Work instruction: Set out the records again, keeping every word as it is.

Exercise materials:
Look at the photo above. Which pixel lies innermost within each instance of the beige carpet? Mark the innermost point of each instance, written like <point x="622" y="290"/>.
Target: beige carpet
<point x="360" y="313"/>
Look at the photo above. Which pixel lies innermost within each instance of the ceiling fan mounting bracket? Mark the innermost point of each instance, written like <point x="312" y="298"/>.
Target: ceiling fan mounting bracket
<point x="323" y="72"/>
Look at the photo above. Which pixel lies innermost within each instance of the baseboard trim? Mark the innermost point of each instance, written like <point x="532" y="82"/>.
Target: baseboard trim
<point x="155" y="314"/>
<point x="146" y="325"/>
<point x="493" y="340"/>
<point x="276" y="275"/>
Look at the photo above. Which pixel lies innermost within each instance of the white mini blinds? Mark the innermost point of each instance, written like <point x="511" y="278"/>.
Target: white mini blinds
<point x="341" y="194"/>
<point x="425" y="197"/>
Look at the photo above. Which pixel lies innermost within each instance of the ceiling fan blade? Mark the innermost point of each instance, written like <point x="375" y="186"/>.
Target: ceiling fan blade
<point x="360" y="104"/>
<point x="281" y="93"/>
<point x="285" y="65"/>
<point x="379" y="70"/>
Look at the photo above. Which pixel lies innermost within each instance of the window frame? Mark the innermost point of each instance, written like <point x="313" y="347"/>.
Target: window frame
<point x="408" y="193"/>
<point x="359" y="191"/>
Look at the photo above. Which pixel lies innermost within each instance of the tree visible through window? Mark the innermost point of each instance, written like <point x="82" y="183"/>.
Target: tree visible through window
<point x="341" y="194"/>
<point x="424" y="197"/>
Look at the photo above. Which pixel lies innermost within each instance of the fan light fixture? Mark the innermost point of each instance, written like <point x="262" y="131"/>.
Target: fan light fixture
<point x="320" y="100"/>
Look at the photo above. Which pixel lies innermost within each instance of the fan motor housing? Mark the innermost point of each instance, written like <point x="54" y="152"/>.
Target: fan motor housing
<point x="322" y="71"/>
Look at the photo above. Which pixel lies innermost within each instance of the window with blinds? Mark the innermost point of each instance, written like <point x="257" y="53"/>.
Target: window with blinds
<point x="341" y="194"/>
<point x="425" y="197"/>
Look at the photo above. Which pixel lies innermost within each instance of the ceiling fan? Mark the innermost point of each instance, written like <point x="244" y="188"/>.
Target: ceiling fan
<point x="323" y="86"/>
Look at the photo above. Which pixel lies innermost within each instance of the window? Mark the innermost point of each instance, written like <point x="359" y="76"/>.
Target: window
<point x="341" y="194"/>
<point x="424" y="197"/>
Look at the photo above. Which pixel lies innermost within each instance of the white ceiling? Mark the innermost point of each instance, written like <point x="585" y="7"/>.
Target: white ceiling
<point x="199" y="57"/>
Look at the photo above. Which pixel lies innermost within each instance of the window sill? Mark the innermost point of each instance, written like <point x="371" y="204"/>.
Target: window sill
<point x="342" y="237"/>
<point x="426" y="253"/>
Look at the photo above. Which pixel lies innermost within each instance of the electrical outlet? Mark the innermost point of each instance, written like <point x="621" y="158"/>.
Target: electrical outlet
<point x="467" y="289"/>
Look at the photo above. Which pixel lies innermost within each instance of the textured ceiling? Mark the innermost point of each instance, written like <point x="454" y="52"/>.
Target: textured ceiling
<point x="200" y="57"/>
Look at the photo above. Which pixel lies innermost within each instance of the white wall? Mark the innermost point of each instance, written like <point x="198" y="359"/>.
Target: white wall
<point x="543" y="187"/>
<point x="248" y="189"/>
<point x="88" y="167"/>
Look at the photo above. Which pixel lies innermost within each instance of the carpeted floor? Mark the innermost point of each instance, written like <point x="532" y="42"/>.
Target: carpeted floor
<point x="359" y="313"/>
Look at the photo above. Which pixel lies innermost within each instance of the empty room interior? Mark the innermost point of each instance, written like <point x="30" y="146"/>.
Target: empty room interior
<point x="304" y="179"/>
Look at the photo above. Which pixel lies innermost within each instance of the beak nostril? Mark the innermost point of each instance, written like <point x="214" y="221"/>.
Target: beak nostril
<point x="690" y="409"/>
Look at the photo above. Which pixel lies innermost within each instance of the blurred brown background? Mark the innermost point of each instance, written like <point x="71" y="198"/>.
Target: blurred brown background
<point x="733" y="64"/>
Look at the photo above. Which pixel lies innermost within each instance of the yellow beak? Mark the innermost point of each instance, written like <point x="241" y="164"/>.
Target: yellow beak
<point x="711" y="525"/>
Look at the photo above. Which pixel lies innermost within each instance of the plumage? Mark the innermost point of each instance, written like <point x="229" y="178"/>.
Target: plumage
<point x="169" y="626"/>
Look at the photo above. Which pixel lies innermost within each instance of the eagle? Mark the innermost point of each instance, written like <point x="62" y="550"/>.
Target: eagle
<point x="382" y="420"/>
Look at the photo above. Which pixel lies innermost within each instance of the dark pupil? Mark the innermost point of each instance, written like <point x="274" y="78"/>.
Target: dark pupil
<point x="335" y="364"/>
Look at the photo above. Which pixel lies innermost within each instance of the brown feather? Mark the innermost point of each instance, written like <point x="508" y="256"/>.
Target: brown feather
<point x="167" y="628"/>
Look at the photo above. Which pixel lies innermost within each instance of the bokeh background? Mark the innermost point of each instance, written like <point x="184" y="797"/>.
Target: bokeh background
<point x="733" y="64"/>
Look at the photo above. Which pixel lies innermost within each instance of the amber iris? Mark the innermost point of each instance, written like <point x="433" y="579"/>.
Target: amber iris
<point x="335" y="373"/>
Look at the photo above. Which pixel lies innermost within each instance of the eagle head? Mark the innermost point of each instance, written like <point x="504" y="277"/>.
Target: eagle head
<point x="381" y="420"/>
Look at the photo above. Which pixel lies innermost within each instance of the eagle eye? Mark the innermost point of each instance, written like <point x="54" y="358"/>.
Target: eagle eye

Result:
Look at the photo above. Which pixel lies innermost within each instance of the beige carpet? Mark the innermost point of each instance, written like <point x="622" y="290"/>.
Target: beige carpet
<point x="360" y="313"/>
Look at the photo above. Which pixel lies innermost within each instance of the ceiling fan mounting bracket? Mark the innermost point of each instance, written like <point x="312" y="298"/>.
Target: ceiling fan mounting bracket
<point x="323" y="72"/>
Look at the photo above. Which pixel lies innermost within each instance of the baseboard trim? Mark the innermost point of each instance, written like <point x="532" y="82"/>.
Target: baseboard trim
<point x="155" y="314"/>
<point x="146" y="325"/>
<point x="493" y="340"/>
<point x="276" y="275"/>
Look at the photo above. Which pixel lies innermost within each instance of the white mini blinds? Mark the innermost point of each instance, written like <point x="511" y="278"/>.
Target: white mini blinds
<point x="341" y="194"/>
<point x="425" y="197"/>
Look at the photo above. Which pixel lies innermost within each instance of the ceiling fan blade? Mark the innermost point of each instance, written like <point x="375" y="186"/>.
Target: ceiling fan blade
<point x="360" y="104"/>
<point x="281" y="93"/>
<point x="285" y="65"/>
<point x="379" y="70"/>
Look at the photo above. Which pixel lies innermost within each instance of the window frame? Mark the innermost point of each instance, written like <point x="313" y="347"/>.
Target: window frame
<point x="408" y="193"/>
<point x="359" y="191"/>
Look at the photo above. Which pixel lies innermost within each instance of the tree visible through window? Mark the innermost point of each instance, written like <point x="82" y="183"/>.
Target: tree visible through window
<point x="341" y="194"/>
<point x="424" y="197"/>
Look at the photo above. Which pixel lies innermost within each instance of the fan light fixture? Mark the innermost point of each instance, written like <point x="262" y="131"/>.
Target: fan light fixture
<point x="320" y="100"/>
Look at the photo above. Which pixel lies innermost within each instance of the fan motor housing? Mark the innermost point of each instance, written like <point x="54" y="152"/>.
Target: fan motor housing
<point x="322" y="71"/>
Look at the photo above. Which pixel lies innermost within each instance of the window with blinds? Mark the innermost point of each instance, written like <point x="257" y="53"/>.
Target: window with blinds
<point x="341" y="194"/>
<point x="425" y="197"/>
Look at the photo above. Which pixel lies innermost within each instance of the ceiling fan? Mark the innermost point of each instance, written like <point x="244" y="188"/>.
Target: ceiling fan
<point x="323" y="86"/>
Look at the photo above. Which pixel lies innermost within each instance of the window? Mark the innermost point of each instance, written like <point x="359" y="76"/>.
Target: window
<point x="341" y="194"/>
<point x="424" y="197"/>
Look at the photo above. Which pixel lies innermost within each instance of the white ceiling? Mark the innermost point of each instance, written like <point x="585" y="7"/>.
Target: white ceiling
<point x="199" y="57"/>
Look at the photo above. Which pixel lies innermost within each instance of the window sill? Mark the innermost point of each instance, written like <point x="371" y="204"/>.
Target: window sill
<point x="342" y="237"/>
<point x="426" y="253"/>
Look at the photo above. Which pixel lies innermost within each instance of the electrical outlet? Mark the innermost point of each instance, written like <point x="621" y="158"/>.
Target: electrical outlet
<point x="467" y="289"/>
Look at the photo above. Which pixel lies innermost within each instance of the textured ceiling? Mark the innermost point of each instance, written like <point x="454" y="52"/>.
Target: textured ceiling
<point x="200" y="57"/>
Look at the photo above. Which pixel lies innermost within each instance of the white wall? Mark the innermost point of each instance, written like <point x="198" y="359"/>.
Target: white wall
<point x="543" y="187"/>
<point x="248" y="189"/>
<point x="88" y="167"/>
Look at the photo above. Which pixel lies innermost within each instance of the carpeted floor? Mark the innermost point of each instance, written like <point x="532" y="42"/>.
Target: carpeted floor
<point x="359" y="313"/>
Look at the photo above. Which pixel lies innermost within each instance of the empty room interior? Mark the innermost point of each instance, written like <point x="30" y="146"/>.
Target: empty room interior
<point x="304" y="179"/>
Look at the photo above. Which pixel lies innermost within each instance of the beak nostril? Mark the innermost point of each instance, written like <point x="214" y="221"/>.
Target: beak nostril
<point x="690" y="409"/>
Look at the photo above. Which pixel lies innermost within each instance of the blurred brown background? Mark the innermost point of each instance, written like <point x="71" y="198"/>.
Target: blurred brown background
<point x="733" y="64"/>
Look at the photo above. Which pixel lies innermost within each instance of the yellow beak? Mark the innermost point of each instance, written like <point x="241" y="164"/>.
Target: yellow beak
<point x="711" y="525"/>
Look at the photo above. Which pixel lies innermost within each instance of the plumage? Mark the innermost point of each instance, written like <point x="229" y="178"/>.
Target: plumage
<point x="169" y="626"/>
Look at the photo above. Which pixel lies innermost within each instance of the eagle? Mark the innermost point of each instance, written like <point x="62" y="550"/>.
Target: eagle
<point x="382" y="420"/>
Look at the photo above. Which pixel lies innermost within each instance of the dark pupil? Mark the innermost point of each instance, written like <point x="274" y="78"/>.
Target: dark pupil
<point x="335" y="364"/>
Look at the photo above. Which pixel lies innermost within each instance of the brown feather? Mark the innermost point of each instance, written like <point x="508" y="256"/>.
Target: brown feather
<point x="167" y="628"/>
Look at the photo above. Which pixel lies innermost within each instance of the bokeh background? Mark the innermost point of each instance, written like <point x="184" y="797"/>.
Target: bokeh background
<point x="733" y="64"/>
Look at the photo above. Which pixel lies innermost within each instance of the amber iris? Mark the innermost point of each instance, written like <point x="433" y="579"/>.
Target: amber iris
<point x="335" y="373"/>
Look at the photo above. Which pixel lies innermost within each instance of the eagle head? Mark the innermost point of each instance, written like <point x="504" y="277"/>.
Target: eagle head
<point x="381" y="420"/>
Look at the photo above. Which pixel lies innermost within each instance of the eagle eye? Mark the innermost point of each instance, written like <point x="54" y="358"/>.
Target: eagle eye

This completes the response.